---------- 연습 자료 ----------

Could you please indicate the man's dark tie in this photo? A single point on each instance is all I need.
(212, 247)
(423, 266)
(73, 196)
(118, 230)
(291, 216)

----------

▶ [할 일] 위 목록을 입력과 정답이라는 두 열로 된 CSV로 바꿔 쓰세요. 목록에 있는 글 하나마다 한 행을 만들어 그 글과 답을 각각 따옴표로 묶은 한 칸에 넣고, 줄바꿈은 모두 공백으로 바꾸세요.

▶ [답]
입력,정답
"Could you please indicate the man's dark tie in this photo? A single point on each instance is all I need.","(212, 247) (423, 266) (73, 196) (118, 230) (291, 216)"